------ Material to process
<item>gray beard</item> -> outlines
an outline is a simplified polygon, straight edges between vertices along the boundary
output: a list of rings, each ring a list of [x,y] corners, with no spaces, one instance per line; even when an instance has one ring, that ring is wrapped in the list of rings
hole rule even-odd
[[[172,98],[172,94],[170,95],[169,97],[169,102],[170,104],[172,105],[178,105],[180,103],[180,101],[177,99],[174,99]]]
------------
## [What to produce]
Turn all the records into a two-column CSV with the header input,output. Give one row per record, with its text under input and its answer under output, each as a single quoted field with line breaks replaced by spaces.

## [In response]
input,output
"<item>gray beard</item> -> outlines an outline is a simplified polygon, straight edges between vertices along the boundary output: a list of rings, each ring a list of [x,y] corners, with no spaces, one instance per line; even when an instance has one ring, that ring is wrapped in the list of rings hole rule even-odd","[[[172,98],[172,94],[170,95],[169,97],[169,102],[170,104],[172,105],[178,105],[180,103],[180,101],[177,99],[174,99]]]"